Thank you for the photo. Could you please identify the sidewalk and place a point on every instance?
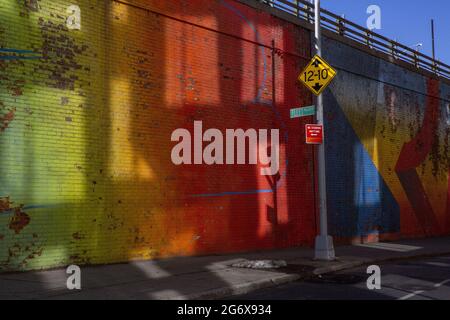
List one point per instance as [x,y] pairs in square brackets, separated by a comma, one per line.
[209,277]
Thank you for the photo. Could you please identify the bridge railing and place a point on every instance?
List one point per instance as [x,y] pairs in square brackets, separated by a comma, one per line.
[335,23]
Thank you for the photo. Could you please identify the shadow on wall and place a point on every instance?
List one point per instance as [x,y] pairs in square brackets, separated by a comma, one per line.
[106,189]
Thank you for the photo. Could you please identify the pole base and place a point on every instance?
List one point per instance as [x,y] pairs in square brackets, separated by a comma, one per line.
[324,249]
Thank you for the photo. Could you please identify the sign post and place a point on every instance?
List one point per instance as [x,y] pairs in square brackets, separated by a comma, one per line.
[324,249]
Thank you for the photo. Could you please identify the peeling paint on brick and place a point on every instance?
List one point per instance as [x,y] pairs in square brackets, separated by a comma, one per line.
[19,220]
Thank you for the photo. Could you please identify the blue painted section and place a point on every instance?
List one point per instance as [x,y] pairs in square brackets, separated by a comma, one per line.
[359,201]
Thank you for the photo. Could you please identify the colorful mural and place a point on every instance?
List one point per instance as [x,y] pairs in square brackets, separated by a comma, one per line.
[90,94]
[91,91]
[388,155]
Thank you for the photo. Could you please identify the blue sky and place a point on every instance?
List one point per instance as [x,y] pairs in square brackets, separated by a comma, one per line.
[408,21]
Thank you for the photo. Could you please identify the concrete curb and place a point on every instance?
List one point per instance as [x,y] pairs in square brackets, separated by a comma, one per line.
[245,288]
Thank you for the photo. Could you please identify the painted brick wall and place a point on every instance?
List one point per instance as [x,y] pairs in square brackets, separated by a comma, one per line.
[388,153]
[86,118]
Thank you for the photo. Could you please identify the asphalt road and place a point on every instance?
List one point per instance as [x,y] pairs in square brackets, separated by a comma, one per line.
[424,279]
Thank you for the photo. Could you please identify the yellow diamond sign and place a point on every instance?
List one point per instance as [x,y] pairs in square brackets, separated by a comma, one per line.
[317,75]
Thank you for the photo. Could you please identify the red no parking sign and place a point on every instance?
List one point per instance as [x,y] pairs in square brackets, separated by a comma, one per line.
[314,133]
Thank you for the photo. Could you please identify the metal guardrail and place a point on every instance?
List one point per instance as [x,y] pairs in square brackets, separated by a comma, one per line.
[339,25]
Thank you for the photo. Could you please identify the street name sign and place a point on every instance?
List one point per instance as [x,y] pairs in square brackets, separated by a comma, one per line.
[303,112]
[317,75]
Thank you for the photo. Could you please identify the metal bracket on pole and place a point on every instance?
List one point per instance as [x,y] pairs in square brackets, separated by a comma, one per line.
[324,249]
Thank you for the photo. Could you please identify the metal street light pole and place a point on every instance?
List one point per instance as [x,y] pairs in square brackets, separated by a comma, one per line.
[324,249]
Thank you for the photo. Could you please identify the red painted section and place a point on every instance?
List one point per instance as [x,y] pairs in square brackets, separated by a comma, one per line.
[413,154]
[233,207]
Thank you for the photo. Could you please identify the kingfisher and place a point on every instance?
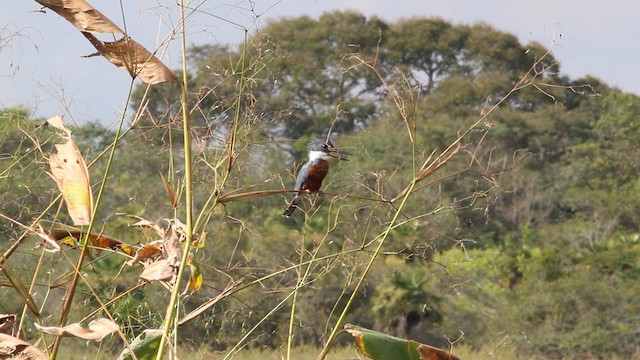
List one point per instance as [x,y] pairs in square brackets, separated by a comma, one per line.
[312,173]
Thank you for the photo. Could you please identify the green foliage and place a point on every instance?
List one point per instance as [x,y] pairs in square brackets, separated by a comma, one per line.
[527,238]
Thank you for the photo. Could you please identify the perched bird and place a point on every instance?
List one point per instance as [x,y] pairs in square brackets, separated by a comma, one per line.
[312,173]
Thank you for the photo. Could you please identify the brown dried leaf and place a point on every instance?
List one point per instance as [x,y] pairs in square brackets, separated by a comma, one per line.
[98,240]
[133,57]
[124,53]
[144,223]
[14,348]
[157,271]
[70,172]
[171,249]
[146,252]
[98,329]
[7,321]
[82,15]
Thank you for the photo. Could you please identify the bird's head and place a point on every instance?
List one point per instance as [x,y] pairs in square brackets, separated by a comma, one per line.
[323,148]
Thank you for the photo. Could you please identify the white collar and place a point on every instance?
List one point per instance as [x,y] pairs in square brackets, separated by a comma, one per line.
[317,155]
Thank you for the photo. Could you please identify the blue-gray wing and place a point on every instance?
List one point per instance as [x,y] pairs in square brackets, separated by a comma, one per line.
[303,174]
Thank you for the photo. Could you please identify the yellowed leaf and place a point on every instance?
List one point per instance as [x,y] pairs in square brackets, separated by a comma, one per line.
[14,348]
[195,275]
[97,329]
[158,271]
[82,15]
[72,176]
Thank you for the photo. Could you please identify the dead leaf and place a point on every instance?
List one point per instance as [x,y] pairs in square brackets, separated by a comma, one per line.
[14,348]
[171,249]
[146,252]
[98,329]
[70,172]
[71,236]
[144,223]
[195,275]
[82,15]
[7,321]
[127,54]
[158,271]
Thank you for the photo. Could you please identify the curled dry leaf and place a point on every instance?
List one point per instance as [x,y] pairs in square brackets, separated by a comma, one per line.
[71,236]
[14,348]
[158,271]
[82,15]
[146,252]
[195,275]
[171,249]
[70,172]
[125,53]
[7,321]
[98,329]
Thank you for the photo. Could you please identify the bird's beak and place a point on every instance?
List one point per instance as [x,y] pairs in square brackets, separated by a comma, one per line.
[338,154]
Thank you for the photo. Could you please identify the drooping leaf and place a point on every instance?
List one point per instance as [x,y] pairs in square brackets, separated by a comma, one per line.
[145,252]
[380,346]
[82,15]
[125,53]
[171,249]
[70,172]
[71,236]
[14,348]
[158,271]
[7,321]
[97,329]
[195,275]
[144,346]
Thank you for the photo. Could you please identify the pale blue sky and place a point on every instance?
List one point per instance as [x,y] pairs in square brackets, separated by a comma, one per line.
[41,64]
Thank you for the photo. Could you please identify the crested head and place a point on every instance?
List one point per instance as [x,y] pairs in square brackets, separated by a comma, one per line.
[322,148]
[319,144]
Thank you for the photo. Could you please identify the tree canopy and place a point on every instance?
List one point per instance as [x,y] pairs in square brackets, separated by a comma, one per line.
[527,236]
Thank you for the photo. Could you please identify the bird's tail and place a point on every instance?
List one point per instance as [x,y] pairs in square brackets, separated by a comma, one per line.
[292,207]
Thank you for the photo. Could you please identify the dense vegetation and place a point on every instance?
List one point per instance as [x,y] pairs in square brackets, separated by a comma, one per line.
[527,238]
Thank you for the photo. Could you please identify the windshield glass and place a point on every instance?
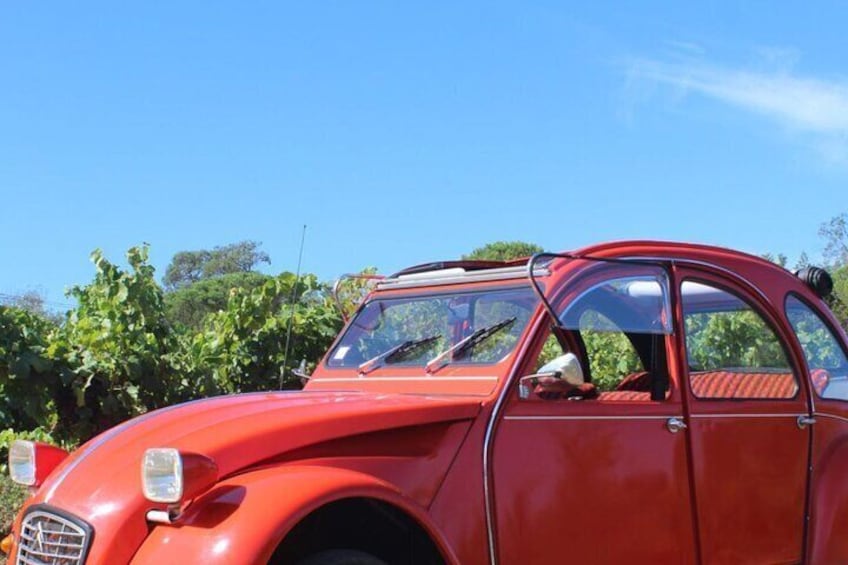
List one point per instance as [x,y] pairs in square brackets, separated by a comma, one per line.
[419,328]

### What is expected
Copy the listing exactly. Any image in it stays out of the copy.

### Exercise result
Thank you for the photo. Could you please identify the sidewalk and place a point on every instance?
List one point per instance as [x,y] pairs in square brackets, separated by a comma, one per line.
[209,277]
Thank you for the photo. Could you please identify the bridge railing and place a point on every instance?
List one point per instance as [x,y] pairs in square brackets, separated by a comma, one per line.
[335,23]
Thank you for the photo. Could you please identify the shadow on wall and place a point on every instance?
List one point per instance as [x,y] pairs in square brackets, separated by a comma, one per line.
[106,189]
Thank you for the photo. Could you please identify the pole base and place a point on every instance?
List one point per instance as [x,y] pairs in square brackets, separated by a comma, one per line.
[324,249]
Thank you for the photo. Could you please identify the sign post and place a point on every instance?
List one point per instance as [x,y] pairs in square brackets, separated by a comma, one per line.
[324,249]
Thank you for the photo. Could you please identify the peeling paint on brick and place a point on every instance?
List one point per instance as [x,y] pairs in square brackets, separated by a comma, one per line.
[19,220]
Thank you for the photo. Could you please identify the blue painted section and place a point on every instance?
List one point per instance as [x,y] pairs in square brackets, separated by a comma, one per line.
[359,201]
Thank you for the photo. Could you please identify the colorful mural and place a point on every instance?
List one point per instance as [x,y] pairs in square brackets, separated by a comma, one per line.
[90,94]
[91,91]
[388,155]
Thank you for the photo. Could you please identify the blue sky and place a point on every instance?
List one point per instance as [x,y] pairs in square brackets, separated by a comma, one per line.
[408,21]
Thank you for the photo. Could you please identify the concrete curb and place a point on every instance?
List one point per instance as [x,y] pairs in square brackets, separated by a comma, one per line.
[245,288]
Thank you for the photo. Could you please identify the painted brick wall and place a point on every instance?
List one point per instance as [x,y] pairs in square brackets, separated by a comma, one per line.
[388,153]
[86,118]
Thank you for the photo. Could you please identify the asphalt road and place a point on every instance?
List one point per instance as [x,y] pairs in square brackets, separated by a comma, one per line.
[424,279]
Thank you for the photo. Could you please identify the yellow diamond sign and place a point on every instance?
List one point per instance as [x,y] pairs in square brackets, separated by a comma, one per line.
[317,75]
Thank you for the photo. Could you please identify the red no parking sign and place a point on every instance?
List one point per instance as [x,y] pairs in square brackets, separated by a comma, one per line.
[314,133]
Thank you for the photo. Could you please identify the metal guardrail and place a point on every instance?
List one point per instance as [x,y] pairs in square brackets, separated by a comma, one per line.
[339,25]
Thank you for the photo. Could you please identify the street name sign and place a point on every instance?
List one point per instance as [x,y] pairs in square brackets, separated by a comma, one per line.
[303,112]
[317,75]
Thank you for the photo. Could you please identify the metal bracket on pole and place a point on every instance?
List one point per instance as [x,y] pairs in square brackets, separated by a comma, one per line.
[324,249]
Thank you for the photo. Could you please identify the metal street light pole and place a point on every instance?
List one point per instance as [x,y] pairs in square brackets, separated by a comma, one per line.
[324,249]
Thank you for the photo. Could you please identify the red painted section and place a point on every instance?
List one point per instance as [x,y] pairs in square brackets, separated by a comma, one per line.
[413,154]
[233,207]
Thank you for the photo. Could you please identify the kingfisher and place a point on every instance?
List one point per instance as [x,y] pairs in square brackets, separated by a comma, one per line.
[312,173]
Thank you for the photo. Could you please identify the green foliage and place a point on every instance?
List one point per instance as [x,y] pairs in square brackets, separated by a comma, one per line.
[527,238]
Thank you for the photo. Could you please identify the perched bird and place a point on every instance?
List one point per instance as [x,y] pairs in square brackets, separated by a comma, one per line.
[312,173]
Thank you for the photo. Could you please identify the brown dried leaf and place a point on every instance?
List one point per instance as [x,y] pairs in square brackets, separated by a comma, one per line.
[98,240]
[133,57]
[124,53]
[144,223]
[14,348]
[157,271]
[70,172]
[171,249]
[146,252]
[98,329]
[7,321]
[82,15]
Thank you for the photo. Could you please identify the bird's head and place a point on every instance?
List one point per instance as [x,y] pairs in square brackets, separated by a comma, one per line.
[323,148]
Thank you for the photo. Could you please identify the white collar and place a point on every instance?
List one point per instance as [x,y] pairs in square brackets, separated by a comma, one per line.
[317,155]
Thank you for the photo. Could you please identify the blue-gray wing and place a point on every instance?
List one point per instance as [x,y] pairs in square brackets, separated by a comma, one per line.
[303,174]
Thank you for the photo. Could you please identify the yellowed leaf and place a point on every instance?
List one point per instance as [x,y] pairs in square brackets, separated by a comma, one per line.
[14,348]
[195,275]
[97,329]
[158,271]
[82,15]
[72,176]
Thank you for the photo. Could you please identify the dead leaf and place a point on every instance?
List one point per instance as [x,y] pairs in square brackets, separated by a comma, one per line.
[14,348]
[171,249]
[146,252]
[98,329]
[70,172]
[71,236]
[144,223]
[195,275]
[82,15]
[7,321]
[127,54]
[158,271]
Thank you for the photo. Could you please identify the curled dry leaf and place a point on every instance?
List one point per instance as [x,y] pairs in square brackets, separated by a comma, one per line.
[71,236]
[14,348]
[158,271]
[82,15]
[146,252]
[195,275]
[171,249]
[70,172]
[125,53]
[7,321]
[98,329]
Thank you for the photo. Could you please identify the bird's beak and place a point on every instance?
List one point per instance as [x,y] pairs in square brackets, separated by a comma, one per line.
[338,154]
Thank you for the photo. Could you please identify the drooping leaf and place a point on every instance?
List one point per instance as [x,y] pairs in square brackets, separated by a comma, one per line.
[145,252]
[380,346]
[82,15]
[125,53]
[171,249]
[70,172]
[71,236]
[14,348]
[158,271]
[7,321]
[97,329]
[195,275]
[144,346]
Thank you for the photo. Could you please identify the pale blue sky and place a point on every instance?
List one point per instance as [x,y] pairs in square brackets, separated by a comma, one per line.
[41,64]
Thank you for the photo. Could you please identify the crested head and place a point on every instance?
List one point per instance as [x,y] pairs in square brackets, separated by a comma, one per line.
[322,148]
[319,144]
Thank you for the photo. Could you please identify the tree canopy and place a point on every instance?
List one point per instance as [x,y] pairs in square brackets, separated by a comma, one per line.
[527,236]
Thank you for the photo. Could you please identify the bird's tail and place a point on every instance?
List one point per instance as [x,y] pairs in square brackets, separated by a comma, one per line.
[292,207]
Thank you for the photo. Could you please identify the dense vegetation and place a point on every instance?
List one point per instance as [x,y] pairs in square brackets, separated by a comma, one per line.
[527,238]
Thank you for the photo. Could you please identify the windshield glass and place a point on every instance?
List one point per instance as [x,y] pairs in square brackets, separated by a comma, one per line.
[419,328]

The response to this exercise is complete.